------ EXERCISE MATERIALS
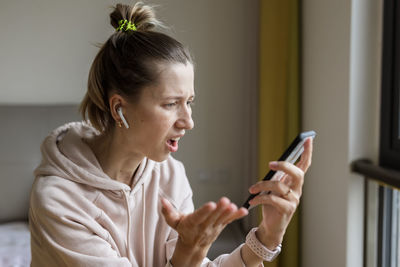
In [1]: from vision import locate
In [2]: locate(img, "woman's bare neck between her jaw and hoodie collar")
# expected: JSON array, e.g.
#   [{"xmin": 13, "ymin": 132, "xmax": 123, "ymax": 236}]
[{"xmin": 88, "ymin": 130, "xmax": 144, "ymax": 186}]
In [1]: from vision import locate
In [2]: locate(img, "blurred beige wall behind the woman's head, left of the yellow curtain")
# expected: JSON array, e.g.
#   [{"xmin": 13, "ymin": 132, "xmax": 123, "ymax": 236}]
[{"xmin": 0, "ymin": 0, "xmax": 258, "ymax": 209}]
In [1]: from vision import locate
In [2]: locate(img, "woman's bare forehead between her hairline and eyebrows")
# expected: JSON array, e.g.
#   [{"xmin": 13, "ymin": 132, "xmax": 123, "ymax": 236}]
[{"xmin": 146, "ymin": 62, "xmax": 194, "ymax": 98}]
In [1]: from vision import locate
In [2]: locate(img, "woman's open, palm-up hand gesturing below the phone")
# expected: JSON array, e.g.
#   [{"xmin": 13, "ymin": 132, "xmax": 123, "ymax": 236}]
[{"xmin": 161, "ymin": 197, "xmax": 248, "ymax": 267}]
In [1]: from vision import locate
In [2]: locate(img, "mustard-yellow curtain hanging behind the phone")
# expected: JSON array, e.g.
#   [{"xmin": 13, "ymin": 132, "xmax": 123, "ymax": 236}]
[{"xmin": 259, "ymin": 0, "xmax": 300, "ymax": 267}]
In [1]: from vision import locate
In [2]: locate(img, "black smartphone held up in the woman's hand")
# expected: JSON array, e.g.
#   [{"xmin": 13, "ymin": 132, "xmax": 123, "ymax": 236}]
[{"xmin": 243, "ymin": 131, "xmax": 316, "ymax": 209}]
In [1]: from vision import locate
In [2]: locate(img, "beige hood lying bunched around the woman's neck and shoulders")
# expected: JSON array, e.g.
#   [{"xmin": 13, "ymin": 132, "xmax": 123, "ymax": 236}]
[{"xmin": 34, "ymin": 122, "xmax": 154, "ymax": 191}]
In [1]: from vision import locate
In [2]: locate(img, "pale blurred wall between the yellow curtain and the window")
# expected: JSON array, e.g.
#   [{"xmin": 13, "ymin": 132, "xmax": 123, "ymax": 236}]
[{"xmin": 302, "ymin": 0, "xmax": 382, "ymax": 267}]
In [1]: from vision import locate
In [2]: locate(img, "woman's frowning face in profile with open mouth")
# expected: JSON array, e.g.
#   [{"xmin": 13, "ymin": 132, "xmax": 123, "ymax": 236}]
[{"xmin": 123, "ymin": 63, "xmax": 194, "ymax": 161}]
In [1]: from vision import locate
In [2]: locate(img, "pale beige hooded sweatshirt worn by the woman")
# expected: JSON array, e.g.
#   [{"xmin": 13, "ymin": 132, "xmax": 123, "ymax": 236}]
[{"xmin": 29, "ymin": 122, "xmax": 244, "ymax": 267}]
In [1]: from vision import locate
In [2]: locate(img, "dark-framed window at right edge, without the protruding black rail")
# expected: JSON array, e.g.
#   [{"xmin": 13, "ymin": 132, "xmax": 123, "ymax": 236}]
[{"xmin": 377, "ymin": 0, "xmax": 400, "ymax": 267}]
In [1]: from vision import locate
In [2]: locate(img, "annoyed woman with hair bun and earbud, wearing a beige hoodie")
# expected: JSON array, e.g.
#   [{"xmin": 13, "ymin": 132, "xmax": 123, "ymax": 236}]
[{"xmin": 29, "ymin": 3, "xmax": 312, "ymax": 267}]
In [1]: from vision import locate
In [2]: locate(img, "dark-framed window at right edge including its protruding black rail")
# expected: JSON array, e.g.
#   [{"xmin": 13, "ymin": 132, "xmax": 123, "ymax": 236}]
[{"xmin": 352, "ymin": 0, "xmax": 400, "ymax": 267}]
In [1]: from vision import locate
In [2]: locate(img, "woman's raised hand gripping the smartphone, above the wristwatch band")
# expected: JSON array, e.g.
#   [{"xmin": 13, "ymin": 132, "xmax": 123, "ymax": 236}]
[{"xmin": 249, "ymin": 138, "xmax": 312, "ymax": 249}]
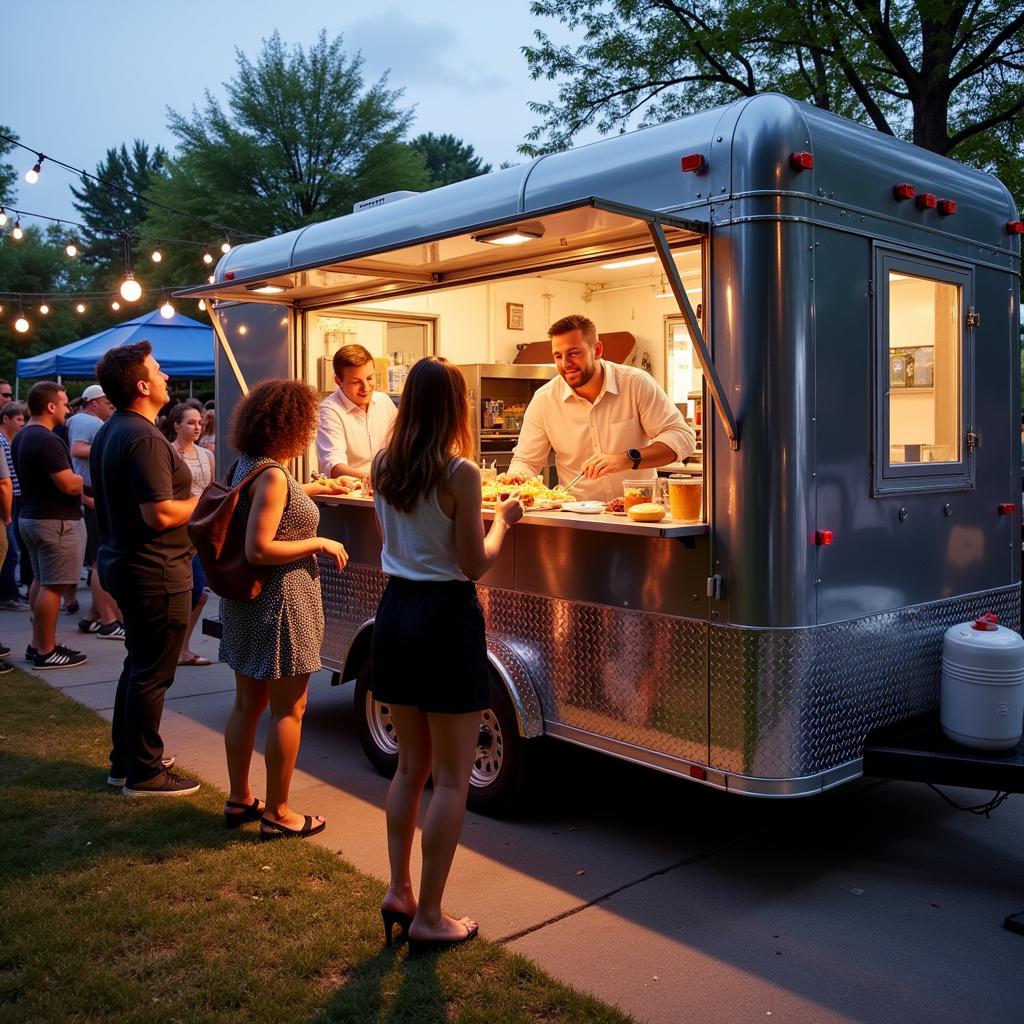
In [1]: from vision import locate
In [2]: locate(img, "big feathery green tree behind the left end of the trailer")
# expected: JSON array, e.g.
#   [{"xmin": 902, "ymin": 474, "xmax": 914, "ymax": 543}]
[{"xmin": 138, "ymin": 32, "xmax": 430, "ymax": 281}]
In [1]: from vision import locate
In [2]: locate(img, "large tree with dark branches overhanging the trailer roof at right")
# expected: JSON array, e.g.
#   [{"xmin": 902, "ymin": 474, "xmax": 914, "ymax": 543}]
[{"xmin": 520, "ymin": 0, "xmax": 1024, "ymax": 192}]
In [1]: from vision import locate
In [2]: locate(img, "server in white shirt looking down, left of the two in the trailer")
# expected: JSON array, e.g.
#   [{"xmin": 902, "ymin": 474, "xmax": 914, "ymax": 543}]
[{"xmin": 316, "ymin": 345, "xmax": 397, "ymax": 483}]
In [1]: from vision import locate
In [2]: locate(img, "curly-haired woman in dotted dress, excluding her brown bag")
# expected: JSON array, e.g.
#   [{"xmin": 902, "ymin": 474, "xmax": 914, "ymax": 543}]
------------
▸ THE PROBLEM: Wherever a picture appears, omit it; copy the rest of the data exactly.

▸ YOUR SOLUTION:
In [1]: from vision import locate
In [2]: locate(img, "woman's bare neck between her jaw and hoodie collar")
# expected: JSON array, e.g.
#   [{"xmin": 13, "ymin": 132, "xmax": 123, "ymax": 236}]
[{"xmin": 88, "ymin": 130, "xmax": 144, "ymax": 186}]
In [1]: from vision import locate
In [2]: locate(img, "blurred beige wall behind the woman's head, left of the yellow curtain")
# expected: JSON array, e.g.
#   [{"xmin": 13, "ymin": 132, "xmax": 123, "ymax": 236}]
[{"xmin": 0, "ymin": 0, "xmax": 258, "ymax": 209}]
In [1]: from vision import locate
In [2]: locate(img, "woman's bare forehead between her hairline and eyebrows")
# expected: JSON array, e.g.
#   [{"xmin": 13, "ymin": 132, "xmax": 123, "ymax": 236}]
[{"xmin": 146, "ymin": 62, "xmax": 194, "ymax": 98}]
In [1]: from vision import locate
In [2]: locate(img, "woman's open, palm-up hand gesturing below the phone")
# expected: JSON array, e.g.
#   [{"xmin": 13, "ymin": 132, "xmax": 123, "ymax": 236}]
[{"xmin": 161, "ymin": 197, "xmax": 248, "ymax": 267}]
In [1]: from vision import locate
In [2]: locate(img, "mustard-yellow curtain hanging behind the phone")
# expected: JSON array, e.g.
#   [{"xmin": 13, "ymin": 132, "xmax": 123, "ymax": 236}]
[{"xmin": 259, "ymin": 0, "xmax": 300, "ymax": 267}]
In [1]: from vision import locate
In [2]: locate(img, "black smartphone held up in the woman's hand")
# expected: JSON array, e.g.
#   [{"xmin": 13, "ymin": 132, "xmax": 123, "ymax": 236}]
[{"xmin": 243, "ymin": 131, "xmax": 316, "ymax": 209}]
In [1]: from vision import locate
In [2]: locate(img, "beige hood lying bunched around the woman's neck and shoulders")
# expected: JSON array, e.g.
#   [{"xmin": 13, "ymin": 132, "xmax": 123, "ymax": 236}]
[{"xmin": 34, "ymin": 122, "xmax": 154, "ymax": 191}]
In [1]: from vision import locate
In [2]: locate(img, "pale blurred wall between the yellow curtain and the window")
# expected: JSON array, e.g.
#   [{"xmin": 13, "ymin": 132, "xmax": 123, "ymax": 236}]
[{"xmin": 302, "ymin": 0, "xmax": 382, "ymax": 267}]
In [1]: from vision import locate
In [2]: locate(img, "woman's frowning face in profile with open mouth")
# expected: JSON array, e.g.
#   [{"xmin": 13, "ymin": 132, "xmax": 123, "ymax": 236}]
[{"xmin": 123, "ymin": 63, "xmax": 194, "ymax": 161}]
In [1]: from vision import locate
In [2]: locate(img, "pale beige hooded sweatshirt worn by the woman")
# expected: JSON array, e.g.
#   [{"xmin": 13, "ymin": 132, "xmax": 123, "ymax": 236}]
[{"xmin": 29, "ymin": 122, "xmax": 244, "ymax": 267}]
In [1]: from vision import locate
In [2]: locate(img, "dark-framed window at right edge, without the protruding black rail")
# expected: JSON array, e.g.
#   [{"xmin": 13, "ymin": 132, "xmax": 123, "ymax": 236}]
[{"xmin": 377, "ymin": 0, "xmax": 400, "ymax": 267}]
In [1]: from vision import locate
In [2]: locate(img, "annoyed woman with hair bun and earbud, wearing a beige hoodie")
# expected: JSON array, e.g.
#   [{"xmin": 13, "ymin": 132, "xmax": 123, "ymax": 236}]
[{"xmin": 29, "ymin": 3, "xmax": 312, "ymax": 267}]
In [1]: from vision import locate
In [2]: locate(img, "dark-framed window at right edge including its protruding black rail")
# expected: JSON array, e.g.
#   [{"xmin": 13, "ymin": 132, "xmax": 123, "ymax": 236}]
[{"xmin": 352, "ymin": 0, "xmax": 400, "ymax": 267}]
In [1]: from vision import locate
In [2]: locate(img, "woman's raised hand gripping the smartphone, above the wristwatch band")
# expected: JSON array, e.g.
#   [{"xmin": 13, "ymin": 132, "xmax": 123, "ymax": 236}]
[{"xmin": 249, "ymin": 138, "xmax": 312, "ymax": 249}]
In [1]: from vision import locate
In [2]: locate(img, "big feathery green tree behind the left end of the trailer")
# expected: JSON array, e.g.
#   [{"xmin": 902, "ymin": 474, "xmax": 914, "ymax": 543}]
[{"xmin": 138, "ymin": 32, "xmax": 430, "ymax": 281}]
In [1]: from vision import locate
In [2]: locate(img, "large tree with dark branches overhanging the trailer roof at right")
# expected: JSON array, e.g.
#   [{"xmin": 902, "ymin": 474, "xmax": 914, "ymax": 543}]
[{"xmin": 520, "ymin": 0, "xmax": 1024, "ymax": 192}]
In [1]: from vision import locate
In [2]: locate(img, "server in white shirt looking down, left of the two in the trailer")
# expected: JSON array, e.g.
#   [{"xmin": 902, "ymin": 474, "xmax": 914, "ymax": 543}]
[{"xmin": 316, "ymin": 345, "xmax": 397, "ymax": 483}]
In [1]: from vision import locate
In [2]: locate(img, "curly-haired woman in dotted dress, excluding her brown bag")
# expected: JSON array, e.g.
#   [{"xmin": 902, "ymin": 474, "xmax": 914, "ymax": 543}]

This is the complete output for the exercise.